━━ Passage shown

Python 3.1 (r31:73574, Jun 26 2009, 20:21:35) [MSC v.1500 32 bit
(Intel)] on win32
Type "help", "copyright", "credits" or "license" for more information.
>>> class A:
... n = 0
... def __init__(self):
... type(self).n += 1
>>> class B(A):
... pass
>>> A.n, B.n
(0, 0)
>>> (A().n, A.n, B.n), (A().n, A.n, B.n), (B().n, A.n, B.n)
((1, 1, 1), (2, 2, 2), (3, 2, 3))
>>> (A().n, A.n, B.n), (A().n, A.n, B.n), (B().n, A.n, B.n)
((3, 3, 3), (4, 4, 3), (4, 4, 4))
>>> (A().n, A.n, B.n), (A().n, A.n, B.n), (B().n, A.n, B.n)
((5, 5, 4), (6, 6, 4), (5, 6, 5))
This makes no sense to me at all. Could it possibly be a bug?
> I've just found out that a subclass shares the class variables
String variables are strings.
Int variables are ints.
Float variables are floats.
List variables are lists.
Class variables are classes.
Classes are first-class objects in Python. Perhaps you mean class
attributes?

━━━━
━━ Data records

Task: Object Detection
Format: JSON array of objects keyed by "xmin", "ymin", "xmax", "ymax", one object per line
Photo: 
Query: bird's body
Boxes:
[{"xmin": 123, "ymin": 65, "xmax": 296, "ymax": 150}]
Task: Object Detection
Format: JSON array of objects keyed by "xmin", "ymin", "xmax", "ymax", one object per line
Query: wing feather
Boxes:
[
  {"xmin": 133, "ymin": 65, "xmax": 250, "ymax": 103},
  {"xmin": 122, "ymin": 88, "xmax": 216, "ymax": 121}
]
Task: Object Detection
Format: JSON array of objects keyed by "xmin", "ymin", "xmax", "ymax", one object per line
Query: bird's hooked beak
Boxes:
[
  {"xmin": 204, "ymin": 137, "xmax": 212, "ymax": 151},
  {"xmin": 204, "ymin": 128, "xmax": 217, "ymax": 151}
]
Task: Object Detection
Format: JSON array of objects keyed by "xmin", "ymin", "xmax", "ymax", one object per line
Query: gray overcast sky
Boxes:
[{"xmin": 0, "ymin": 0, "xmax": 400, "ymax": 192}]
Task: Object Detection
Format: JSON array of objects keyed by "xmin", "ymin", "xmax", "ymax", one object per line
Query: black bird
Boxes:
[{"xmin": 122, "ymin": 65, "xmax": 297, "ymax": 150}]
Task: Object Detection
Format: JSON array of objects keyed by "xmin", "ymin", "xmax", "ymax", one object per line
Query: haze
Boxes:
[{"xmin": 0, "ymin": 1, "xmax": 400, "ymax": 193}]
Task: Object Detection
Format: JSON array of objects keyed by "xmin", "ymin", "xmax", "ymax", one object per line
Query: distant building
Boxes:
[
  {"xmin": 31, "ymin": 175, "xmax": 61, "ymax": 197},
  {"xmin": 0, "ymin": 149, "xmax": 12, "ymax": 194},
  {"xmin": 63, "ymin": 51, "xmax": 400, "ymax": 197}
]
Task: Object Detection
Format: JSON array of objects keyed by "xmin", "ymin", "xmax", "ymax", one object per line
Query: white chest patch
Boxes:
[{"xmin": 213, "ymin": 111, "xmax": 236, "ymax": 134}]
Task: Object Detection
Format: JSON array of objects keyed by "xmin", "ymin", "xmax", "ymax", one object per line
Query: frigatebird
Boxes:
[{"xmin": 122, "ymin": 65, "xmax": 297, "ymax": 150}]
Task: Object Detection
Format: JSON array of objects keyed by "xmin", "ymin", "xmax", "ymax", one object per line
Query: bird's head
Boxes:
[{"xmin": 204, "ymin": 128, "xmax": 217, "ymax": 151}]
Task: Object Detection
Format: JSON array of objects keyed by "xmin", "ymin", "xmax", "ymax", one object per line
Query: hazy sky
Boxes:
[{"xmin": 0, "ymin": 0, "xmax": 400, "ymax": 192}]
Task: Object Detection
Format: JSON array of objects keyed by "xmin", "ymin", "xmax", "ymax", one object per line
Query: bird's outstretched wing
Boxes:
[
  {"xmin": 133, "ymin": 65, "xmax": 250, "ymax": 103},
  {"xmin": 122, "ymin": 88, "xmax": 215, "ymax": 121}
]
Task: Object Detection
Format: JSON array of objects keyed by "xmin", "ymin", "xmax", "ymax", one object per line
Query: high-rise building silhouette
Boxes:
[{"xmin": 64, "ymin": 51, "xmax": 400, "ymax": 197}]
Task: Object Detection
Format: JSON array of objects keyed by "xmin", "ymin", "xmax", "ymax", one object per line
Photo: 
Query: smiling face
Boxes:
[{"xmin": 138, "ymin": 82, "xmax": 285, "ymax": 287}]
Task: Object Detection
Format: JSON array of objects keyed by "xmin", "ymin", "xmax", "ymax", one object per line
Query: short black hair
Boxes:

━━━━

# [Stated task 1]
Answer these questions about the Python thread on class attributes:
(a) Which Python version appears in the interpreter banner?
(b) What does `A.n, B.n` return right after the two classes are defined?
(c) According to the reply, what are classes in Python?
# [Stated task 2]
Retype the part of the Python thread on class attributes that opens with the words containing "((1, 1, 1), (2, 2, 2), (3, 2, 3))" and closes with "possibly be a bug?".
# [Stated task 3]
Extend the Python thread on class attributes, starting after its last sentence.
These entries have no connection to the Python thread.

# [Result 1]
(a) Python 3.1
(b) (0, 0)
(c) First-class objects

# [Result 2]
((1, 1, 1), (2, 2, 2), (3, 2, 3))
>>> (A().n, A.n, B.n), (A().n, A.n, B.n), (B().n, A.n, B.n)
((3, 3, 3), (4, 4, 3), (4, 4, 4))
>>> (A().n, A.n, B.n), (A().n, A.n, B.n), (B().n, A.n, B.n)
((5, 5, 4), (6, 6, 4), (5, 6, 5))
This makes no sense to me at all. Could it possibly be a bug?

# [Result 3]
> of its
> superclass until it's instantiated for the first time, but not any more
> afterwards:
...
> This makes no sense to me at all. Could it possibly be a bug?
You have misinterpreted what you have seen, and if there's a bug, it's in
your code.
When you retrieve an attribute, Python first looks for instance
attributes, then class attributes, then attributes attached to
superclasses.
When you assign to an attribute, Python conceptually uses the exact same
"search path", except that instance assignment always succeeds.
(Well, almost -- but if it fails, you get an exception.)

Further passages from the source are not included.